▶ _Your instructions_
Quote precisely the final stretch of the listing: start at the line containing "If you could pick out the snow-capped" and stop after the last line.
# START OF Records shown
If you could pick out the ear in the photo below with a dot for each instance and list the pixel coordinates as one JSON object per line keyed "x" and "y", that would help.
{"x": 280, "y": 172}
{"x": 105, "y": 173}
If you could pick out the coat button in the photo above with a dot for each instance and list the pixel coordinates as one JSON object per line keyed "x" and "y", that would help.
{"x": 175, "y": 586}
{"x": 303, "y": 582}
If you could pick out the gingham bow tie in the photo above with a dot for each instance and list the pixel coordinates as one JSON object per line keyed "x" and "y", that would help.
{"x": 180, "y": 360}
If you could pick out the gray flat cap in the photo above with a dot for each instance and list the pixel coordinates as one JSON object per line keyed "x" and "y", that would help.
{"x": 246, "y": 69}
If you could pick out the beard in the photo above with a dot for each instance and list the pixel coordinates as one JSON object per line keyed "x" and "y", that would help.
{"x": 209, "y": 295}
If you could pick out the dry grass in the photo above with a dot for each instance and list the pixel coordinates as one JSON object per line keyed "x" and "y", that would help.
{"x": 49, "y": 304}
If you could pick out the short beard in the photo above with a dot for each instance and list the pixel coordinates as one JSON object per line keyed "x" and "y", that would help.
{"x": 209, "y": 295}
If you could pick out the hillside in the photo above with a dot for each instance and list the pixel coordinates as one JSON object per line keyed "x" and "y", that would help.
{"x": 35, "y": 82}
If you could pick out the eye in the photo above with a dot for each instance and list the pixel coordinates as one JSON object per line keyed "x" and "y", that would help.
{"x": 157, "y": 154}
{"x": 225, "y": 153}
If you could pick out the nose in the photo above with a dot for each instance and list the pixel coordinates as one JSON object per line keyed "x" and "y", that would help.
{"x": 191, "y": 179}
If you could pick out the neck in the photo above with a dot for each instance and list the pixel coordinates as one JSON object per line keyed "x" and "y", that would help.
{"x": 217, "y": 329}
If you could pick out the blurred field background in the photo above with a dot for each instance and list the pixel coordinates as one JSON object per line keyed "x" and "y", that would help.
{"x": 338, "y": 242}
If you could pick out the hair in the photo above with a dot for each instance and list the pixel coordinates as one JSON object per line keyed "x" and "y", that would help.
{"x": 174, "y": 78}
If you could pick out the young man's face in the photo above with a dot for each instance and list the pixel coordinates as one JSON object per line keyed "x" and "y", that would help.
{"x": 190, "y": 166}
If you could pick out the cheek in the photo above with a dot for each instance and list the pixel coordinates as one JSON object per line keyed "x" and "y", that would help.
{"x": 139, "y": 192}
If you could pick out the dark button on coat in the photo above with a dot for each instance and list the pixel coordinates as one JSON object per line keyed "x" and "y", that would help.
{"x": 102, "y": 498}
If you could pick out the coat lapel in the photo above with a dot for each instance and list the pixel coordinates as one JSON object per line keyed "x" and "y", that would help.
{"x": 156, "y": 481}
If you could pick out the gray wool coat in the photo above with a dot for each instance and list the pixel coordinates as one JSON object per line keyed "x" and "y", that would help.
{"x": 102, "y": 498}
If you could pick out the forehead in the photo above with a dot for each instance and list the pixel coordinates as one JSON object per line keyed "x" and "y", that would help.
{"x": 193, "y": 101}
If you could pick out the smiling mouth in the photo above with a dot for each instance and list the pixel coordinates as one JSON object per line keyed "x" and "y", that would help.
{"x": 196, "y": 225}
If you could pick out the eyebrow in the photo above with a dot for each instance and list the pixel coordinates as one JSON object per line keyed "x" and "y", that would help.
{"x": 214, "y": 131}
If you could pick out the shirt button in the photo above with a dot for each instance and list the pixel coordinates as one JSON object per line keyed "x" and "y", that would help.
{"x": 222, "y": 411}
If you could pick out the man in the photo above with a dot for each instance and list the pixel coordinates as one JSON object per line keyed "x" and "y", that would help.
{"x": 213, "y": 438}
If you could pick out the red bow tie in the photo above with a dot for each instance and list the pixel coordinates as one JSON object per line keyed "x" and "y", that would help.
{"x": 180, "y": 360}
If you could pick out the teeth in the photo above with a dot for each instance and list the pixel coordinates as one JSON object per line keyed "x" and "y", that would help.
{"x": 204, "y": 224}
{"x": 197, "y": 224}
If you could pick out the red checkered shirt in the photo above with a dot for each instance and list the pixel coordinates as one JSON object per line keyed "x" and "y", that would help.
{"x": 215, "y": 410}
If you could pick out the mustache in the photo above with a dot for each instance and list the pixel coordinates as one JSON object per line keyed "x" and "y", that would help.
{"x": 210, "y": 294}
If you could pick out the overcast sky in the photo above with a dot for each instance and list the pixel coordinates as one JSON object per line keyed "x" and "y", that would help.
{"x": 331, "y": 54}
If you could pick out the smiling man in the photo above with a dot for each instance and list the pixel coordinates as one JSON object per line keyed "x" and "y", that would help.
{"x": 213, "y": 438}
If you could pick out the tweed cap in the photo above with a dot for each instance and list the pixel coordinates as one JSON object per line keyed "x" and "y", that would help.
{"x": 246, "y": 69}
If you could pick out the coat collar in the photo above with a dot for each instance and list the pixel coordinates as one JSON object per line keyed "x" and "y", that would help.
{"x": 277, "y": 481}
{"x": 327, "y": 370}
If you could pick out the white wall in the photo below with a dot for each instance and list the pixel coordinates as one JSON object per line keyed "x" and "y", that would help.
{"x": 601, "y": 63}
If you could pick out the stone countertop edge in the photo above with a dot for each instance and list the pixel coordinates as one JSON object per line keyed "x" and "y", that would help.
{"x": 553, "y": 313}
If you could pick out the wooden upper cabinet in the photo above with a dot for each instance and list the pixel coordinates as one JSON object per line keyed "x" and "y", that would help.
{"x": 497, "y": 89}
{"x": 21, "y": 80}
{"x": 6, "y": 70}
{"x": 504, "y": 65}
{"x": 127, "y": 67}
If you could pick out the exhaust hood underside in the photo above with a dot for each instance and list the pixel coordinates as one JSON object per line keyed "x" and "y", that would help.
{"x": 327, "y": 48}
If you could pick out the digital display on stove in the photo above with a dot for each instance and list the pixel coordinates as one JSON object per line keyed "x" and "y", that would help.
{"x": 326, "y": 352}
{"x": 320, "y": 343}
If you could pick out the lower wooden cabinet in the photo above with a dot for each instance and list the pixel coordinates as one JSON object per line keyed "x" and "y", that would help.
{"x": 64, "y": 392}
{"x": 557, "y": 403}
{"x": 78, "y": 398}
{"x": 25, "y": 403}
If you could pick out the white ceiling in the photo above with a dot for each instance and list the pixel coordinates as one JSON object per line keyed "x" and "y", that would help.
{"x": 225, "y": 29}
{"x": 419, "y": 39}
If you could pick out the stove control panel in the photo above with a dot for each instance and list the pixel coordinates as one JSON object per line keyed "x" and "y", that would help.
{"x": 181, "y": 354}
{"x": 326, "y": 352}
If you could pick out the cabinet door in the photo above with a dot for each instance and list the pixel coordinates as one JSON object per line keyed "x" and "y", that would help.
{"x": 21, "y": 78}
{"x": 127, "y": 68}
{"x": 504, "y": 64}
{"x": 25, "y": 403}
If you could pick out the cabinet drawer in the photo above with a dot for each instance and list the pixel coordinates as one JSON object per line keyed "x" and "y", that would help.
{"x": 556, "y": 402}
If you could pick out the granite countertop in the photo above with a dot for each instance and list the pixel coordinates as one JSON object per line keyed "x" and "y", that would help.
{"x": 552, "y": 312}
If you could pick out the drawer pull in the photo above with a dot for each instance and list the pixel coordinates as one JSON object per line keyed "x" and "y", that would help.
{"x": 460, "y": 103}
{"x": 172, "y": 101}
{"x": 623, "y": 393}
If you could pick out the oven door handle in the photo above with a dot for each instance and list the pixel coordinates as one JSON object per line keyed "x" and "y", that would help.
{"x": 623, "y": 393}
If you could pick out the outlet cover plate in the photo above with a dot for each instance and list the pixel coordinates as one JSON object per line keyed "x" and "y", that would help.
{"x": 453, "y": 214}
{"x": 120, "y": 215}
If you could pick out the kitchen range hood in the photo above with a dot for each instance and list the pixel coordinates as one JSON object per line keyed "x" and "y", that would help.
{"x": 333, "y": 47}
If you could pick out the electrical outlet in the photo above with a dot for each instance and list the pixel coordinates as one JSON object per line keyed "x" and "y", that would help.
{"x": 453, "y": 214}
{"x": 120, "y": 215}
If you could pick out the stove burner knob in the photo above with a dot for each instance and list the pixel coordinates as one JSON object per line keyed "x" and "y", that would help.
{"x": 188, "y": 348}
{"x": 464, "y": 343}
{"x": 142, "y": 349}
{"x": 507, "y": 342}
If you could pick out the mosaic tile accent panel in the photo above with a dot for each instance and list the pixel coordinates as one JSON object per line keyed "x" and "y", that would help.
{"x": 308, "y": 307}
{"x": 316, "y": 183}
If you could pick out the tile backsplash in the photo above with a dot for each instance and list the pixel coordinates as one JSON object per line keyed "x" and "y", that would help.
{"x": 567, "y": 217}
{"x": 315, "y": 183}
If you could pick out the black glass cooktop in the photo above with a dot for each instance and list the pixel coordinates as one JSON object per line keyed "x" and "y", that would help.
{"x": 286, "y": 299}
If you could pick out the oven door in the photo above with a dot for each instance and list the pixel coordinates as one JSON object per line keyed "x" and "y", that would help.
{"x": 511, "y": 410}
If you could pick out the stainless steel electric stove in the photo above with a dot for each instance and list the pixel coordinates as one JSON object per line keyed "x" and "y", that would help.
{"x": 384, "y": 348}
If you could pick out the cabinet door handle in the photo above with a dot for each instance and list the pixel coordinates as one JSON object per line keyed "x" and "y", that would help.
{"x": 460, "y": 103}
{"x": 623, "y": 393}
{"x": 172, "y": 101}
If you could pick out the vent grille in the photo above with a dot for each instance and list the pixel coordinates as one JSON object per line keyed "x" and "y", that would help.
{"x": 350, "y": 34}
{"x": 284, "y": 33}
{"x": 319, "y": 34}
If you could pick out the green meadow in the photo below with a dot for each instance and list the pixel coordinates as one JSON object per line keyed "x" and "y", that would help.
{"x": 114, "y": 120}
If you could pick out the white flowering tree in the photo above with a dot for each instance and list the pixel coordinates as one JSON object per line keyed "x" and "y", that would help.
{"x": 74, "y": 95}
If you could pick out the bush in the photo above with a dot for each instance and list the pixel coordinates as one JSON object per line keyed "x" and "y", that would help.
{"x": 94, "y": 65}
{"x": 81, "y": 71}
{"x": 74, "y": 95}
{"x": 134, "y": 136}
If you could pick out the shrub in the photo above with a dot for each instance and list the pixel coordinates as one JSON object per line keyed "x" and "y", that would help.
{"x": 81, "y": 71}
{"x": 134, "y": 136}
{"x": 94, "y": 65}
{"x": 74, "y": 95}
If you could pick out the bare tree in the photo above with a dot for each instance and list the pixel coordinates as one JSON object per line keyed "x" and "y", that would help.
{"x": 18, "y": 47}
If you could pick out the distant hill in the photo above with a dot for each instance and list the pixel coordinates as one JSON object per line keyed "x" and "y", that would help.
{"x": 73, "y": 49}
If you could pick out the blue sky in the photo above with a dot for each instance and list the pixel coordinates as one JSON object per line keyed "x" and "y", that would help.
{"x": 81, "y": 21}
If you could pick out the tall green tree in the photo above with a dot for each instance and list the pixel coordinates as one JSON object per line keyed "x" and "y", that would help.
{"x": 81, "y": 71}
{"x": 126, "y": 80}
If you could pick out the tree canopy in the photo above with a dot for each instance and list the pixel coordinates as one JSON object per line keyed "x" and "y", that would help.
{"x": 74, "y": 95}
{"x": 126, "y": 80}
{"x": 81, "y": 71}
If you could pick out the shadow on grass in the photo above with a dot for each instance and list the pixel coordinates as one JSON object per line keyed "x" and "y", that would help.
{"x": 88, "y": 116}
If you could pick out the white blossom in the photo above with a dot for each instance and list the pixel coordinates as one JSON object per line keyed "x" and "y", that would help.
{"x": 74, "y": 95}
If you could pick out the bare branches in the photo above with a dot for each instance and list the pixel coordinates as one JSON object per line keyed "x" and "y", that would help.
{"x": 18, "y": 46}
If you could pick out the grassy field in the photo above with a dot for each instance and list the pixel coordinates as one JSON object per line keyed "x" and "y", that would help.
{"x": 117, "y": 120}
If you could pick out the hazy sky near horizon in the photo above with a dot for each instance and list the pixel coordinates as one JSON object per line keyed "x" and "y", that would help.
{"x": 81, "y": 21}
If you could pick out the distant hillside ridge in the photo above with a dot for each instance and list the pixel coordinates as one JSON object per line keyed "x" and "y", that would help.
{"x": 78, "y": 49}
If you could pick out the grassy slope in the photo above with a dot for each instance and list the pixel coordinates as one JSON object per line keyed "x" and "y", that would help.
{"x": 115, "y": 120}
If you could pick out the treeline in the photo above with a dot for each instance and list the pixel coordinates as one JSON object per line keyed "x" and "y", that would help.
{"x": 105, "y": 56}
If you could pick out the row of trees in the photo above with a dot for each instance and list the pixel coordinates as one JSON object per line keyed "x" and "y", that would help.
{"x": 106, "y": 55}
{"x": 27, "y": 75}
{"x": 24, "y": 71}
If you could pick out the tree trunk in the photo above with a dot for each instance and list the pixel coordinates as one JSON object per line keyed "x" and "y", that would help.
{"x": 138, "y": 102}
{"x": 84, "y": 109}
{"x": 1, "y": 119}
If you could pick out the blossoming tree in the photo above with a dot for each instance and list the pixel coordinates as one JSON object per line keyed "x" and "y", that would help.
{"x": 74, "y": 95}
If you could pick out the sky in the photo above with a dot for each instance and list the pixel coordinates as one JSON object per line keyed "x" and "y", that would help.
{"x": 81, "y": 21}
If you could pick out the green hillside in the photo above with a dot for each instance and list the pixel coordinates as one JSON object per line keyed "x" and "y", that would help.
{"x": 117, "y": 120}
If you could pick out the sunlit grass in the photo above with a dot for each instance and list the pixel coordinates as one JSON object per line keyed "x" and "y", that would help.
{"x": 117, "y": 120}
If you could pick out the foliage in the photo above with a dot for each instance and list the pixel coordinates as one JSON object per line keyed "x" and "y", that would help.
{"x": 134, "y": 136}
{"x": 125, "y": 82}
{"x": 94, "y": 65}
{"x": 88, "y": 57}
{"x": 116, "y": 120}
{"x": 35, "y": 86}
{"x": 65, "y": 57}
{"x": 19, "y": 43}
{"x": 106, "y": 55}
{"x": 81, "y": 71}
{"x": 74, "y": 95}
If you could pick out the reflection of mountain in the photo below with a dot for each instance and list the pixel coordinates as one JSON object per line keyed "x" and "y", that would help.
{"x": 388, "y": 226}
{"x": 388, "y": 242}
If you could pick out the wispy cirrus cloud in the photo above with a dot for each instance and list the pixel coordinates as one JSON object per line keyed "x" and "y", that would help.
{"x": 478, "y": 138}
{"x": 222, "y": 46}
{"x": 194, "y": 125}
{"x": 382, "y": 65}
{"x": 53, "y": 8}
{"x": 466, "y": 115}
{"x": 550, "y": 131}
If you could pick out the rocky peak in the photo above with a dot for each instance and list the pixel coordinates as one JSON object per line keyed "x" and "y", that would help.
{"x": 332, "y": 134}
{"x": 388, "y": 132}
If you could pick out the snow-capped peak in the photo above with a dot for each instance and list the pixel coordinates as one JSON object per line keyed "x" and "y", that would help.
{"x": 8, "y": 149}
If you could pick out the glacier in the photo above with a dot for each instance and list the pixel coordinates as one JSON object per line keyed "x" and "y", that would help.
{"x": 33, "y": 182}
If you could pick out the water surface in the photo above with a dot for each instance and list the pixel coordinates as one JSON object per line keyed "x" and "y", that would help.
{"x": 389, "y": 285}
# END OF Records shown
▶ _Task response_
If you could pick out the snow-capped peak in the photo above with a dot for each instance and list the pixel coordinates as one JSON object per line keyed "x" and "y", that would help.
{"x": 8, "y": 149}
If you could pick out the glacier in the photo above with a dot for each instance and list the pixel coordinates as one JSON object per line keyed "x" and "y", that would help.
{"x": 33, "y": 182}
If you could pick out the water surface in the photo above with a dot for each instance and list the pixel coordinates as one JSON object per line keyed "x" and "y", that would help.
{"x": 389, "y": 285}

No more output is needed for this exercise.